▶ [What you need to do]
**1.** Answer these questions from the article on Qualcomm's robotics platform, one line each:
(a) What name was given to the new robotics platform?
(b) Which San Diego startup's products use Qualcomm's technologies?
(c) What support does Qualcomm plan to add to the platform later this year?
**2.** Decide whether each statement agrees with the article on Qualcomm's robotics platform. Answer yes or no, and quote the deciding words.
(a) Qualcomm unveiled the platform at Mobile World Congress.
(b) The platform already includes 5G connectivity.
(c) Sony's robotic dog is called Aibo.
**3.** Reproduce the passage of the article on Qualcomm's robotics platform between "Amid a flurry" and "for industrial robotics.", inclusive.

▶ [Page text]
Amid a flurry of announcements at Mobile World Congress for connected cars, laptops and factories, Qualcomm Inc. unveiled a new platform specifically designed for robotics. In a first for the company, Qualcomm (NYSE: QCOM) built a set of hardware and software tools to help manufacturers develop everything from consumer robots to industrial robots, dubbed the Qualcomm Robotics RB3 Platform.
Currently, Qualcomm’s technologies are used in everything from Sony’s cute robotic dog, Aibo, to San Diego startup Brain Corp.’s industrial cleaning products.
The platform includes Qualcomm’s AI engine for machine learning and computer vision, 4G LTE connectivity, as well as mapping and navigation capabilities. Later this year, Qualcomm plans to add 5G support for the platform, which will be especially important for industrial robotics.

▶ [Stored items from a collection]

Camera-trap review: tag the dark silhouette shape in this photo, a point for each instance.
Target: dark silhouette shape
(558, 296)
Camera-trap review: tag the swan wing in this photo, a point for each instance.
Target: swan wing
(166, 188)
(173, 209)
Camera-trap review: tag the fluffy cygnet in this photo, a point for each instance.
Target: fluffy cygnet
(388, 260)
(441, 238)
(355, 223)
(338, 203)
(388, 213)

▶ [Response list]
**1.**
(a) The Qualcomm Robotics RB3 Platform.
(b) Brain Corp.'s industrial cleaning products.
(c) 5G support.

**2.**
(a) Yes: "Amid a flurry of announcements at Mobile World Congress for connected cars, laptops and factories, Qualcomm Inc. unveiled a new platform specifically designed for robotics."
(b) No: "Later this year, Qualcomm plans to add 5G support for the platform"
(c) Yes: "Sony’s cute robotic dog, Aibo"

**3.**
Amid a flurry of announcements at Mobile World Congress for connected cars, laptops and factories, Qualcomm Inc. unveiled a new platform specifically designed for robotics. In a first for the company, Qualcomm (NYSE: QCOM) built a set of hardware and software tools to help manufacturers develop everything from consumer robots to industrial robots, dubbed the Qualcomm Robotics RB3 Platform.
Currently, Qualcomm’s technologies are used in everything from Sony’s cute robotic dog, Aibo, to San Diego startup Brain Corp.’s industrial cleaning products.
The platform includes Qualcomm’s AI engine for machine learning and computer vision, 4G LTE connectivity, as well as mapping and navigation capabilities. Later this year, Qualcomm plans to add 5G support for the platform, which will be especially important for industrial robotics.